**Selected excerpt**
§

Over the past 3 years, English Wikipedia developed an easy process to reuse text from open license sources and a metrics tool to measure the usage of text from different sources in cooperation with UNESCO. As a result, UNESCO publication text appears on Wikipedia articles, which are seen over 4 million times per month. This demonstrates the potential of OERs as sources of text for Wikipedia. We are now starting to expand this work to other UN agencies including FAO and WIPO. Text from one 28 page FAO publication has been used to improve 10 Wikipedia articles related to fishing which are viewed over 80,000 times per month.

In order to extract full value of open license resource to increase the quality and quantity of expert written content on Wikipedia, a tool is needed to systematically survey, assess and integrate large amounts of open license text, data and images from external sources and integrate it into Wikimedia projects.

A structured process will have additional benefits and encourage the production of additional tools:

  • Since it will introduce their work to a new and more diverse audience, the tool will encourage organisations to make use of open license by establishing Wikipedia as a forum to share their text. Wikipedia is not yet able to capitalise on the text because there does not exist a structured process to assess what resources are available.
  • Given that the UN requires a very high quality of documentation, the tool will ensure that the documentation added to Wikipedia will be of good quality and used by a wide audience.
  • The tool will encourage others to create further tools to facilitate the extraction and processing of open license content from external sources.  

Project Plan

[edit]

My Background

[edit]

I hold two Bachelor degrees from the University of Leipzig, Germany in Anthropology and Linguistics. As a student assistant, I carried out research for the Chair of Anthropology, copy-edited texts and set up an academic booklet out of Master students' term papers. Sponsored by a Carlo Schmid Programme fellowship (October 2018-March 2019) through the German Academic Exchange Service (DAAD), I worked in the Diversity of Cultural Expressions Section at UNESCO. There, I was able to enhance and extend my analytic abilities by carrying out research on the implementation of the 1980 Recommendation concerning the Status of the Artist, for instance. As a result, and under the guidance of the Wikimedian in Residence at UNESCO, John Cummings, I implemented Wikipedia as a tool to share my findings with a broader community. I wrote two Wikipedia articles on “Artistic Freedom” and the Section’s Global Report “Re|Shaping Cultural Policies”. Additionally, I integrated important data (abbreviations used by UNESCO, data (graphs and figures) produced by UNESCO etc.) into Wikidata. I also participated in the Wiki4Women event to increase the presence of Wikipedia articles on women.

Activities

[edit]

Tell us how you'll carry out your project. What will you and other organizers spend your time doing?

This grant is needed because this project will take a very significant amount of time and needs to be achieved in the next months. Crucially, the project intends to provide a platform for open license text from UNESCO and other organisations and to incentivise other organisations, both in and out of the UN system, to release a significant amount of content.

§

**Records supplied**
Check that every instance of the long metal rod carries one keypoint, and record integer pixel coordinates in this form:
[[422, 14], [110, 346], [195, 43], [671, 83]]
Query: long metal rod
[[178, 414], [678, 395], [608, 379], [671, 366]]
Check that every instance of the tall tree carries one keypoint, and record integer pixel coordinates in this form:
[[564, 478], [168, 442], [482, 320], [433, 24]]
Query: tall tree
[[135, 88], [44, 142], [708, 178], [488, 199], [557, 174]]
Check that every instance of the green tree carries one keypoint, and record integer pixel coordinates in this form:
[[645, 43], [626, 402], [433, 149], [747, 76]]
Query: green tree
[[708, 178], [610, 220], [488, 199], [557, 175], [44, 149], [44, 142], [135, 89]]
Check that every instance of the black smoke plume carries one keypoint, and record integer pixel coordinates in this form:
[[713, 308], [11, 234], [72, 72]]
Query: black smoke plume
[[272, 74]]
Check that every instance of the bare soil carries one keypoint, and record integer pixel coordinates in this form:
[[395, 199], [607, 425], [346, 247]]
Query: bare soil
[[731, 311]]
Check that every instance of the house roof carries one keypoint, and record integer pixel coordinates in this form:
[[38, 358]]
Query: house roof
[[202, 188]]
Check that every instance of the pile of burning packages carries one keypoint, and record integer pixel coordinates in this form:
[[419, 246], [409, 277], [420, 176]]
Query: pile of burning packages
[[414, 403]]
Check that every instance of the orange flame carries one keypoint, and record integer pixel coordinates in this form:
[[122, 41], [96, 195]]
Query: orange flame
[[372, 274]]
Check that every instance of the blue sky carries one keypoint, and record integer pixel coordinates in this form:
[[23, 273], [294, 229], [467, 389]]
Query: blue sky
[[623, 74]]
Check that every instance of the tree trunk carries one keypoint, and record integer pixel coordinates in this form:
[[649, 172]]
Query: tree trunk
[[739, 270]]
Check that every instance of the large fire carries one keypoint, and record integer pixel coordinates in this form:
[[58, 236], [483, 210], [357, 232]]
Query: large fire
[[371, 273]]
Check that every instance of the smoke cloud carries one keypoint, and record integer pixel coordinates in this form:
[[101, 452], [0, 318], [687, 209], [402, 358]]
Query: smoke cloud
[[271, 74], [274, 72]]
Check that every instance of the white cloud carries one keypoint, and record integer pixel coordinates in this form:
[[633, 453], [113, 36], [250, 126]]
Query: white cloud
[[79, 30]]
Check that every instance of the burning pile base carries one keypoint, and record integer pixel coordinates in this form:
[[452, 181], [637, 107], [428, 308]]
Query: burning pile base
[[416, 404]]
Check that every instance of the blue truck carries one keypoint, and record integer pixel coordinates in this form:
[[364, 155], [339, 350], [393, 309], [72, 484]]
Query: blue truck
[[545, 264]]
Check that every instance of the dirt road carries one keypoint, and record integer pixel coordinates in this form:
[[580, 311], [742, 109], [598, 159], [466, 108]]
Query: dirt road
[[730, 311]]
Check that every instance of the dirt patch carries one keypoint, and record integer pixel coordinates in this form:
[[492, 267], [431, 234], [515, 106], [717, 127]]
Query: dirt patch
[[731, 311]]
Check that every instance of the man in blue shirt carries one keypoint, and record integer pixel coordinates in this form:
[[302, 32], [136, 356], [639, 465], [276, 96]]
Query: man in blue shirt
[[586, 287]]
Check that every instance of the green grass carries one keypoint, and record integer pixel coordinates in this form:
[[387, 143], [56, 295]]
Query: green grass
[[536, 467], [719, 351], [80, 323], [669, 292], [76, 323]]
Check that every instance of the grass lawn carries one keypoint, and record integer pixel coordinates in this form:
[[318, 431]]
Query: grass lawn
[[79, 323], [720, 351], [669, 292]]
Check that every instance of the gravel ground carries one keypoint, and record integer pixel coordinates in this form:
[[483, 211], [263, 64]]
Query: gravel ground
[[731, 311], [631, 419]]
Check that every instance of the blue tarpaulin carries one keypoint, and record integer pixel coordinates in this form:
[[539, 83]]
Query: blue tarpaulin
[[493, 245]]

§

**List of tasks**
a) Reproduce word for word the part of the Wikipedia grant proposal that opens with the words containing "This grant is" and closes with "amount of content.".
b) State whether each statement agrees with the Wikipedia grant proposal, answering yes or no and quoting the words that decide it: (i) Text from a single FAO publication was used to improve ten Wikipedia articles about fishing. (ii) The writer holds a Master's degree from the University of Leipzig. (iii) The writer's fellowship at UNESCO ran from October 2018 to March 2019.
c) Write what comes next in the Wikipedia grant proposal, beginning after its final sentence.
The rows play no part in this work.

**Solved tasks**
a)
This grant is needed because this project will take a very significant amount of time and needs to be achieved in the next months. Crucially, the project intends to provide a platform for open license text from UNESCO and other organisations and to incentivise other organisations, both in and out of the UN system, to release a significant amount of content.

b)
(i) Yes: "Text from one 28 page FAO publication has been used to improve 10 Wikipedia articles related to fishing"
(ii) No: "I hold two Bachelor degrees from the University of Leipzig"
(iii) Yes: "Sponsored by a Carlo Schmid Programme fellowship (October 2018-March 2019)"

c)
John Cummings, Wikimedian in Residence at UNESCO will act as a mentor and if requested by WMF, supervisor for me. Navino Evans (working with John in 2019) will offer technical advice and help with technical implementation. John and Navino are funded by another grant, not by this request. UNESCO is providing free office space and staff time to collaborate on the project including Ian Denison, Chief of UNESCO Publications Unit and publication staff from different sectors.

The main activities for this grant are:

  • The development of a tool for systematic survey, assessment and integration of large amounts of open license material from external sources into Wikimedia requires thorough research. Under the guidance of Wikimedian in Residence at UNESCO, John Cummings, and in collaboration with the UNESCO staff responsible for publications and web content. The research portion of the project will include working the community, Wikimedians in Residence and other groups to understand what is wanted by the community and what might be technically possible. This will include building on the work done on Help:Adding_open_license_text_to_Wikipedia on which text is suitable and what adaptation needs to happen to make it suitable for Wikipedia. I’m able to work in English, German, Portuguese, French, Italian, Spanish allowing me to communicate with multiple language communities and to provide the tool in many languages. We are starting with English Wikipedia because it comprises the largest amount of existing infrastructure for using open license text and the largest audience and number of volunteers.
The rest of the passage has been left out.